**DATASET**
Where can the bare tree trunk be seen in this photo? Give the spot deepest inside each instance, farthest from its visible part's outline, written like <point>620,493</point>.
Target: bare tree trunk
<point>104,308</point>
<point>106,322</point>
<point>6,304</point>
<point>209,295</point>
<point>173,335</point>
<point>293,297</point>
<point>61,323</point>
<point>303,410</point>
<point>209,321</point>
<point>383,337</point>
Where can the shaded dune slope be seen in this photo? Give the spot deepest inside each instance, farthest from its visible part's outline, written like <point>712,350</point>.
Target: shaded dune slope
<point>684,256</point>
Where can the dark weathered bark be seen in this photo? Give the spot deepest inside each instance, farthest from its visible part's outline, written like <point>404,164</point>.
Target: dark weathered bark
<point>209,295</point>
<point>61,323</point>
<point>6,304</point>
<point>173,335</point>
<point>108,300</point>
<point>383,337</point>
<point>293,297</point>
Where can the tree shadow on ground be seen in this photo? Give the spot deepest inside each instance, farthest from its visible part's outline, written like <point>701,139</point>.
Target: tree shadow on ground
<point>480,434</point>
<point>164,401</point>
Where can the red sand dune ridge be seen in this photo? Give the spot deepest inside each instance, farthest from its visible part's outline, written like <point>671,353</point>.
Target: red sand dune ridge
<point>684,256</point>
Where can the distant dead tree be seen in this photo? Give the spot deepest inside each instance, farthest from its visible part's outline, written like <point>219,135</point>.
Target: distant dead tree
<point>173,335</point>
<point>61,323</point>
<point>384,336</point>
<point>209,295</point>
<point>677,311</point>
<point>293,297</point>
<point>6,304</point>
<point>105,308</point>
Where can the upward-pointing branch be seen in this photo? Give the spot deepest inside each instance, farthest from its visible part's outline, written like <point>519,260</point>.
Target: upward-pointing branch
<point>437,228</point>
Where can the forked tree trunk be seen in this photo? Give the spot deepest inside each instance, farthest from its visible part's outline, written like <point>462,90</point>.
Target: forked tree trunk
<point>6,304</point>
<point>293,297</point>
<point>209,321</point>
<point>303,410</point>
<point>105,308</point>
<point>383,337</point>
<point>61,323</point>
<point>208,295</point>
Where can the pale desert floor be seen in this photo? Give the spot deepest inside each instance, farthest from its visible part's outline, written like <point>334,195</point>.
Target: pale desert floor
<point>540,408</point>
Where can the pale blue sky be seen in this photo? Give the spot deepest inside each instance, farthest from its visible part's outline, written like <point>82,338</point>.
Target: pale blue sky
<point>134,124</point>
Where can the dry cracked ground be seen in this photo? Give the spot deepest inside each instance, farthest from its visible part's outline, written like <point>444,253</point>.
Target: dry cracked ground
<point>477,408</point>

---

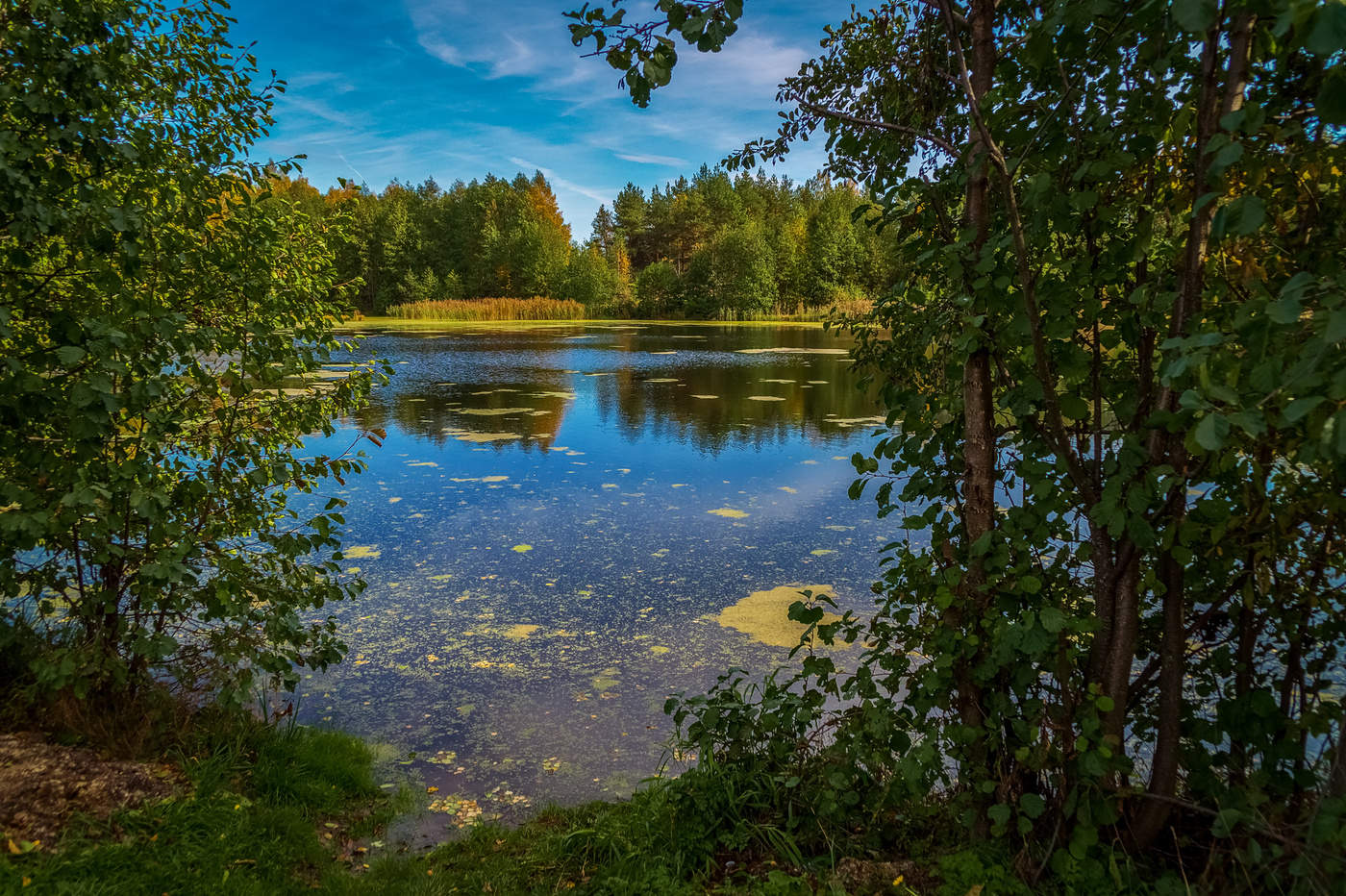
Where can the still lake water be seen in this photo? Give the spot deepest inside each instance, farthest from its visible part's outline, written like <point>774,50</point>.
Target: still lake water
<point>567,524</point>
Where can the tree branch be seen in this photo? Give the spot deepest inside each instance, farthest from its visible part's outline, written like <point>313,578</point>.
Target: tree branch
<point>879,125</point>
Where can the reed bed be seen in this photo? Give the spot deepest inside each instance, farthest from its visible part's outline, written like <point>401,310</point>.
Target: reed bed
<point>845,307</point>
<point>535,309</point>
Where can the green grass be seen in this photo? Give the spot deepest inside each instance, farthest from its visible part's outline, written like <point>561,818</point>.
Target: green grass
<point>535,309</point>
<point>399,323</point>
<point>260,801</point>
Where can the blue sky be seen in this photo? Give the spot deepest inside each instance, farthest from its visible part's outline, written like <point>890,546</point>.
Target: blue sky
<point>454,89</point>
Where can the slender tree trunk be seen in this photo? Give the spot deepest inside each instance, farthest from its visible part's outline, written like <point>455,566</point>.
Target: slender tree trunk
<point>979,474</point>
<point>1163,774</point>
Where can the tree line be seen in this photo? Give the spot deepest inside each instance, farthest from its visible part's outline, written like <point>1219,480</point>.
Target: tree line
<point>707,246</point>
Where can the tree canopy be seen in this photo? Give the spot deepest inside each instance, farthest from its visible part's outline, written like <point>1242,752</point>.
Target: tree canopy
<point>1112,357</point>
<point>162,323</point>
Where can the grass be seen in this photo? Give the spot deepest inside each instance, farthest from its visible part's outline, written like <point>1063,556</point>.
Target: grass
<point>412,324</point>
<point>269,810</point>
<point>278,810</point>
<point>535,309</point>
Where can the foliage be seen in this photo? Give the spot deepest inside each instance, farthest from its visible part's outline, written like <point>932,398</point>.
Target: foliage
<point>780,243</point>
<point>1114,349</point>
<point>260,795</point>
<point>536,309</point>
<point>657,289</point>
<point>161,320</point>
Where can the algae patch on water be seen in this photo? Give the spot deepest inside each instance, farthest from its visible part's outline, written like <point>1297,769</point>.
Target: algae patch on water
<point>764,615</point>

* * *

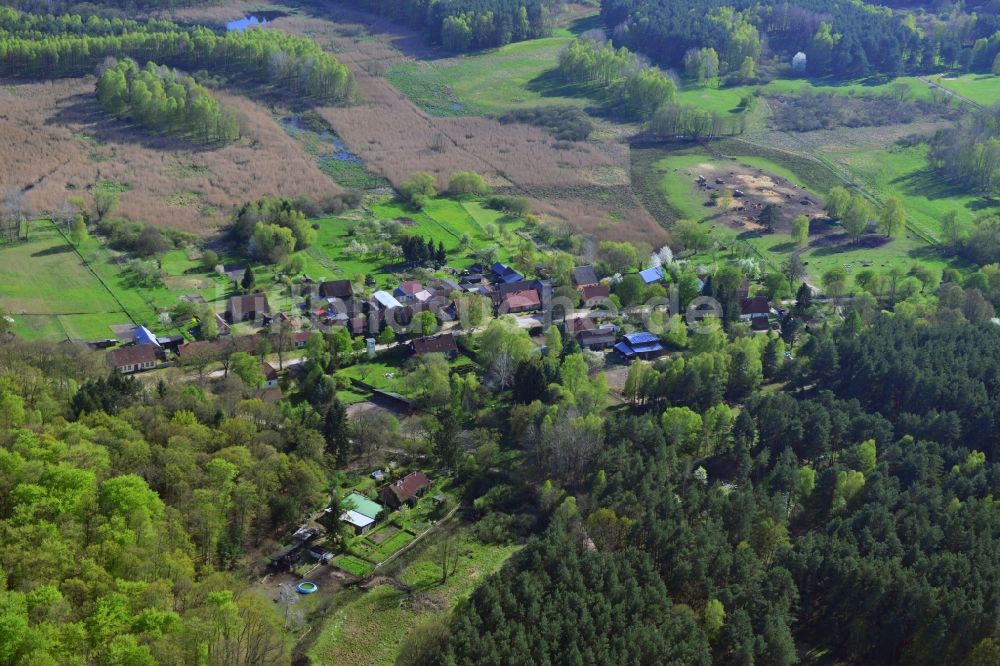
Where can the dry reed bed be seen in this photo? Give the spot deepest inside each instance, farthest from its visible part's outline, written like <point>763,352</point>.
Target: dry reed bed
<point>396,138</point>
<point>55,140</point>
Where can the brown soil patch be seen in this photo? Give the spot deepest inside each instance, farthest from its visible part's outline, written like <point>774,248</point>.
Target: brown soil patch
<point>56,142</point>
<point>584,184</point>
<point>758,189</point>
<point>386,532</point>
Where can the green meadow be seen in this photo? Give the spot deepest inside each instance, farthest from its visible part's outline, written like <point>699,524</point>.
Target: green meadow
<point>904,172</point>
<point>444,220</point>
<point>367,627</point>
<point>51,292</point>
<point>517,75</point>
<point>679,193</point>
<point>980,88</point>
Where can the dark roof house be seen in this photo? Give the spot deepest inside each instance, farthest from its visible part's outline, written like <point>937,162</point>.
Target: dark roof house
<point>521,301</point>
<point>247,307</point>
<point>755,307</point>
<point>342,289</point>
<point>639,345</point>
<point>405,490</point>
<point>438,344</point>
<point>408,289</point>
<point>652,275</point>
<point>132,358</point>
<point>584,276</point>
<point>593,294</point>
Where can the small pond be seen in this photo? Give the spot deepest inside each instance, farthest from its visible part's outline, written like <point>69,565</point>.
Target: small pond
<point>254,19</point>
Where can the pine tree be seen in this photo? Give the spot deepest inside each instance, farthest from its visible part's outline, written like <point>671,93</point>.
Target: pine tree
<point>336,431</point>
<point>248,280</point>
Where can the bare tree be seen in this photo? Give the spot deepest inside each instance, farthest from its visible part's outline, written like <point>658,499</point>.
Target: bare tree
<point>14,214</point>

**TASK DIRECTIONS**
Take everything from the line containing "Where can the grass" down to the line containing "<point>161,320</point>" and write it out again, switching "foliage" to "leaves" and leaving all else unchanged.

**WORKED SOLUTION**
Where can the grass be seen in this photo? Give the spot deepest inside each instance, farthest from its visible part's outline, written like <point>1063,556</point>.
Target: grass
<point>412,324</point>
<point>269,810</point>
<point>278,810</point>
<point>535,309</point>
Where can the leaves be seen in this photo? Give the spot deepest inside each instance, farthest from its visible part's outline, written like <point>932,398</point>.
Target: leaves
<point>780,243</point>
<point>1114,349</point>
<point>260,795</point>
<point>536,309</point>
<point>657,289</point>
<point>161,320</point>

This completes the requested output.